## Aim of the exercise
Can you reproduce the passage on visa requirements for Grenadian citizens word for word, from "Visa requirements for Grenadian" up to and including "the United Kingdom."?
[Opening Text section section]
Visa requirements for Grenadian citizens are administrative entry restrictions imposed by the authorities of foreign states on citizens of Grenada.  Grenadian citizens had visa-free or visa on arrival access to 145 countries and territories, ranking the Grenadian passport 34th in the world in terms of travel freedom according to the Henley Passport Index.

Grenada signed a mutual visa waiver agreement with the European Union on 28 May 2015.

 Brunei, Dominica, Grenada, Mauritius, and the Seychelles are the only countries whose citizens may travel without a visa to China, Russia, the Schengen Area, and the United Kingdom.

Visa requirement map

Visa requirements 
Visa requirements for holders of normal passports traveling for tourist purposes:

Dependent, Disputed, or Restricted territories
Unrecognized or partially recognized countries

Dependent and autonomous territories

Other territories

Additional Rules

Visa exemption for Schengen States

Grenadian citizens are classified as 'Annex II' foreign nationals, and so are permitted to stay visa-free in the 26 member states of the Schengen Area as a whole — rather than each country individually — for a period not exceeding 3 months every 6 months.
[Closing Text section section]
[Opening Entries provided section]
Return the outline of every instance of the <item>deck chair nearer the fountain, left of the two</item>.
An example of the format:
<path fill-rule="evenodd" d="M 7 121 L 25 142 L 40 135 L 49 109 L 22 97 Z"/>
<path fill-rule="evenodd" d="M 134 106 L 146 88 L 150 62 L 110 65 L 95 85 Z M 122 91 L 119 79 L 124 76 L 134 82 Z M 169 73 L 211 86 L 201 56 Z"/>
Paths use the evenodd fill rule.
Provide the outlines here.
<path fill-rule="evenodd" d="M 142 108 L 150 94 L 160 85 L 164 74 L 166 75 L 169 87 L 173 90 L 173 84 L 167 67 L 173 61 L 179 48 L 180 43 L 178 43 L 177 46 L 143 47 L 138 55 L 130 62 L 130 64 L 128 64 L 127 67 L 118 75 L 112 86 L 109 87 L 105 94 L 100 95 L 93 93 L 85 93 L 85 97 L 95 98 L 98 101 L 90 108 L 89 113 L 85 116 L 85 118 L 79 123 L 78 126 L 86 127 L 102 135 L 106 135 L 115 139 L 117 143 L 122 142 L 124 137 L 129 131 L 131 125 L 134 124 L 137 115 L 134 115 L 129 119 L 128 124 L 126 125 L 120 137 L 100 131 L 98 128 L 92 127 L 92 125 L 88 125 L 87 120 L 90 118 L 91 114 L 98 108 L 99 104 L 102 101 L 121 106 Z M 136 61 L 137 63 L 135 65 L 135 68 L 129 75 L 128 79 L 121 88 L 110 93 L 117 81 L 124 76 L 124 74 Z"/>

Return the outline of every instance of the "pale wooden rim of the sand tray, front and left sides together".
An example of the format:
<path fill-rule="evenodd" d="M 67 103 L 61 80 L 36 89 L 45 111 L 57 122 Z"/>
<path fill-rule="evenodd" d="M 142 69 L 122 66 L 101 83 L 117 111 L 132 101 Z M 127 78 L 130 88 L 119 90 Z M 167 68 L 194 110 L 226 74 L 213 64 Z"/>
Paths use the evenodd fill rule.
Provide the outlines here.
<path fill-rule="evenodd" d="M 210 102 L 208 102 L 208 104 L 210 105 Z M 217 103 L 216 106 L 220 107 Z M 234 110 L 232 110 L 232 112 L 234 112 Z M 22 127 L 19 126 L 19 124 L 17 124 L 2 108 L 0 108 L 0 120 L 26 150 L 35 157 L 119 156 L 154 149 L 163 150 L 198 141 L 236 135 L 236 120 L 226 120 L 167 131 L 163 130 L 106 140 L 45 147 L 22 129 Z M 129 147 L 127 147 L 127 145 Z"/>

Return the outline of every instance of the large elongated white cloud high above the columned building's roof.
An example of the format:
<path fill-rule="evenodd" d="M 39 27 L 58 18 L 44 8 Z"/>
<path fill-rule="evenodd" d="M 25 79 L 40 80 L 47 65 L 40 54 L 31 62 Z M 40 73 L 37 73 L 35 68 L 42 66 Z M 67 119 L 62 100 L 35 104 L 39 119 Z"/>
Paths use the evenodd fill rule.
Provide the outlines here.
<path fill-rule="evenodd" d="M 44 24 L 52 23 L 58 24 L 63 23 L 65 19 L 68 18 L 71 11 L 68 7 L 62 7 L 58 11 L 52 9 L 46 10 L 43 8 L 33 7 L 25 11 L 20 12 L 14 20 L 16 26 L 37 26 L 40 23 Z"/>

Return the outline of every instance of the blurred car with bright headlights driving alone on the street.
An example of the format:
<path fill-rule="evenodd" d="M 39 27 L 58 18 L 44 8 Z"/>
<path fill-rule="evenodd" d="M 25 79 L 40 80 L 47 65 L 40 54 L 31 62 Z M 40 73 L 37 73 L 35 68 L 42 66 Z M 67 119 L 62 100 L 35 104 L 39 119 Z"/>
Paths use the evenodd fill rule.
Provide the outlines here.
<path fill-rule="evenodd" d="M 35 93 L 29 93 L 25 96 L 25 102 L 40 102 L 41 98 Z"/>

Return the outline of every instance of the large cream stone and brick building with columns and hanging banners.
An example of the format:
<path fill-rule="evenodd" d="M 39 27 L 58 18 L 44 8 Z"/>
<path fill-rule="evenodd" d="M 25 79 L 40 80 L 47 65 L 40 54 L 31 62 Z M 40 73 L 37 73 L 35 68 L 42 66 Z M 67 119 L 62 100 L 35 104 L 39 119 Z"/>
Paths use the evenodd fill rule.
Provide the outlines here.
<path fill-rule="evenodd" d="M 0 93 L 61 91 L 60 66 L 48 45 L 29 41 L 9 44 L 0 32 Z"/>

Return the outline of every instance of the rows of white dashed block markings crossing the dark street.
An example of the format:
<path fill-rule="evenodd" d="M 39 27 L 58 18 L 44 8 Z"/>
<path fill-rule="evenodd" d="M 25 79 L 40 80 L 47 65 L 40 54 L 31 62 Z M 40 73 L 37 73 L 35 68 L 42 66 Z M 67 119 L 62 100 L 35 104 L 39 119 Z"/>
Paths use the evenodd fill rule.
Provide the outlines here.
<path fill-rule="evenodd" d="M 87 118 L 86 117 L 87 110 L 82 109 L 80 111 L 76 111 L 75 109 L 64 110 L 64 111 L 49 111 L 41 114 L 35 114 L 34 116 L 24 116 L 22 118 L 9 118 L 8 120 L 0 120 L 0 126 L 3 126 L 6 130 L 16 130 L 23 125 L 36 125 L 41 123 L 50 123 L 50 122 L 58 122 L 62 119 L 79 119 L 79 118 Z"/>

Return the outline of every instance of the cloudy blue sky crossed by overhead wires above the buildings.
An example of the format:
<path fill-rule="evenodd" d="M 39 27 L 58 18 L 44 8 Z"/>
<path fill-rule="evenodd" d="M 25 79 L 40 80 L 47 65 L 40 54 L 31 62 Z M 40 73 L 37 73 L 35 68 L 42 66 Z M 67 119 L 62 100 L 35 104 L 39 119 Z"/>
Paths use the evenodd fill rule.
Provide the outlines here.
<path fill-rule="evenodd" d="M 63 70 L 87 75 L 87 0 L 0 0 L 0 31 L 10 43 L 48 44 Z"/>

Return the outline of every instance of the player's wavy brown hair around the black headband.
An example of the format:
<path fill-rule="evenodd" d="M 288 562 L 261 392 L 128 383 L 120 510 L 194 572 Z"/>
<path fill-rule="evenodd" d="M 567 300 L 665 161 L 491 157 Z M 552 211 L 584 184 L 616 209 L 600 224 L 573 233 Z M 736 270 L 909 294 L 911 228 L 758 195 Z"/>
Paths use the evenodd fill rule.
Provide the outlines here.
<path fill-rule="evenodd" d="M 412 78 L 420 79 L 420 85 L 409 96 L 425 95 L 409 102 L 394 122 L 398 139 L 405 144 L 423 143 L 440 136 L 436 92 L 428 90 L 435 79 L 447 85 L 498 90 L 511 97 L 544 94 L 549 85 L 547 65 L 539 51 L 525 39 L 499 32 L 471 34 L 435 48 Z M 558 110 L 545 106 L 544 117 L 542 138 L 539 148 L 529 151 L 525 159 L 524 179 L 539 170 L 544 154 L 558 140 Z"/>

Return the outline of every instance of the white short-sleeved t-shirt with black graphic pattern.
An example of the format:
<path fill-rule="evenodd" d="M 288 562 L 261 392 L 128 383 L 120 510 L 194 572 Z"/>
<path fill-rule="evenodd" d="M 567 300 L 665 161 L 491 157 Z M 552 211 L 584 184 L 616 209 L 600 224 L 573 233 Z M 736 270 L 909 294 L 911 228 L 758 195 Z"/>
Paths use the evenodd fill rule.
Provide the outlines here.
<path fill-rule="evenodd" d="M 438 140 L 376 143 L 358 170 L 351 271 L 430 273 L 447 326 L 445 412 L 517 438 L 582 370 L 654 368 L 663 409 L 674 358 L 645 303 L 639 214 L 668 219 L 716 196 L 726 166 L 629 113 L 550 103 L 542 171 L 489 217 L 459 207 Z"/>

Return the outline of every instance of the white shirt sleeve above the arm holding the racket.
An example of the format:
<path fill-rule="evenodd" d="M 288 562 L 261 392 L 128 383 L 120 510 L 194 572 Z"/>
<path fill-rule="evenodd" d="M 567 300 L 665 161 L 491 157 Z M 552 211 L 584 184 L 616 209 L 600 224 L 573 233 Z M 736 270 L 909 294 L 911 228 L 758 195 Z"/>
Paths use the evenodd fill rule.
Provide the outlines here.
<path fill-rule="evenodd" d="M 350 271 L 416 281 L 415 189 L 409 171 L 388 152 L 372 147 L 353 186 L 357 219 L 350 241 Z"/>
[Closing Entries provided section]
## Exercise solution
Visa requirements for Grenadian citizens are administrative entry restrictions imposed by the authorities of foreign states on citizens of Grenada.  Grenadian citizens had visa-free or visa on arrival access to 145 countries and territories, ranking the Grenadian passport 34th in the world in terms of travel freedom according to the Henley Passport Index.

Grenada signed a mutual visa waiver agreement with the European Union on 28 May 2015.

 Brunei, Dominica, Grenada, Mauritius, and the Seychelles are the only countries whose citizens may travel without a visa to China, Russia, the Schengen Area, and the United Kingdom.